━━━ SUPPLIED PASSAGE

Wednesday, March 21, 2012

n-regulated mining and MUA flagship programmes

Since the beginning of 2012 the Meghalaya United Alliance (MUA) is busy preparing for the 2013 general election. It is no surprise to see the Chief Minister introducing government’s own flagship programmes for the benefit of the people of the state. But the question is: are the initiatives of the government going to be just another
exercise to while away public time and waste scarce public resources? Or are the programmes going to be just an election year propaganda of the Congress party in the state? The much hyped flagship schemes which include the Meghalaya Aquaculture Mission and Integrated Meghalaya Basin and Livelihood Development Programme that the government has introduced with the intention of economically empowering the rural poor is not going to produce the desired results for several reasons.
The aquaculture mission with nine missions under its fold aims to create 60,000 entrepreneurs in 2012-13, and 4 lakhs by the end of the 12th five year plan period but the mission is inherently imperilled. The programme by which the government plans to eradicate poverty by 2020 is also expected to cover a total water area of 10,000 hectares; averaging around 20,000 fish ponds every year under the aquaculture project. This is good in paper only. It does not need an expert to forecast that the two schemes introduced by the present MUA government are not going to benefit the target group of certain areas. For starters the flagship programmes are destined to be a non-starter particularly for the people who live in the mining areas of the State and down stream of the mining areas.
The State Pollution Control Board has recently made its findings public on the status of the rivers in Jaintia hills and by doing so it has confirmed what the environmentalists in the Jaintia Hills district have been saying all along that all the rivers in Jaintia hills are polluted. Not only are the rivers in the mining areas dead but every available water body in the mining areas are contaminated from the acid mine drainage (AMD) that is produced from unscientific coal mining. It is like the water bodies in the whole of Jaintia hills are polluted when the rivers downstream of the mining areas are also being affected from the AMD produced from the rat hole mining. The Kupli and the Myntdu are the two cases in point where one cannot find a single aquatic life in the huge water bodies. In such cases where rivers and water bodies cannot hold any aquatic lives, what is the use of the two much talked about programmes of the MUA government?

━━━━━━

■ WORK TO COMPLETE
Copy everything from "Since the beginning" down to "for several reasons." in the editorial on mining and the MUA flagship programmes, substituting "ruling party" for "Congress party".

━━━ ENTRIES

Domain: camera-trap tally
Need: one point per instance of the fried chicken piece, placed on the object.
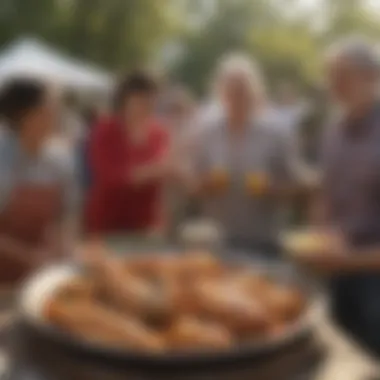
(190, 333)
(125, 291)
(77, 288)
(95, 322)
(240, 313)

━━━━━━

■ RESPONSE BELOW
Since the beginning of 2012 the Meghalaya United Alliance (MUA) is busy preparing for the 2013 general election. It is no surprise to see the Chief Minister introducing government’s own flagship programmes for the benefit of the people of the state. But the question is: are the initiatives of the government going to be just another
exercise to while away public time and waste scarce public resources? Or are the programmes going to be just an election year propaganda of the ruling party in the state? The much hyped flagship schemes which include the Meghalaya Aquaculture Mission and Integrated Meghalaya Basin and Livelihood Development Programme that the government has introduced with the intention of economically empowering the rural poor is not going to produce the desired results for several reasons.